◆ **REQUIREMENT**
Answer these from the abstract on the Australian carbon price model:
1. What starting carbon price did the Australian government announce, and on what date did it begin?
2. What was the A3E-G model calibrated with?
3. By what percentages does the $23 carbon price raise electricity prices in the short run and in the long run?

◆ **DOCUMENT**
________________
A Multi-Sectoral, Multi-Household, General Equilibrium Model to Assess the Impact of a Carbon Price on the Australian Economy

Abstract

The Australian government announced a tax of $23 per tonne of CO2 as a starting carbon price which commenced from 1 July 2012. The economic implications of this carbon price are projected using a descriptive Computable General Equilibrium model of the Australian economy titled A3E-G. With an explicit tax, the A3E-G model is capable of handling endogenous substitution among energy inputs and alternative allocations of resources among energy and capital. The A3E-G model has been calibrated using an Environmentally-extended Social Accounting Matrix (ESAM). The policy experiments reveal that high carbon emission cuts are possible at higher carbon prices. A carbon price of $23 reduces GDP by 0.6 percent and real consumption by 0.17 percent and increases the consumer price index by 0.71 percent in the short-run. This policy increases energy prices, especially electricity prices by 24 percent in the short-run and 9 percent in the long-run. Household impacts are found to have a proportional to progressive tax incidence in the short-run and a progressive tax incidence in the long-run.
________________
◆ **DATA SECTION**
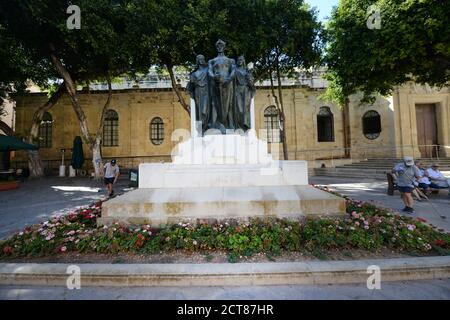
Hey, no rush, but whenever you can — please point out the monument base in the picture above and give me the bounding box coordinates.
________________
◆ **SOLVED EXERCISE**
1. A tax of $23 per tonne of CO2, beginning 1 July 2012.
2. An Environmentally-extended Social Accounting Matrix (ESAM).
3. 24 percent in the short run and 9 percent in the long run.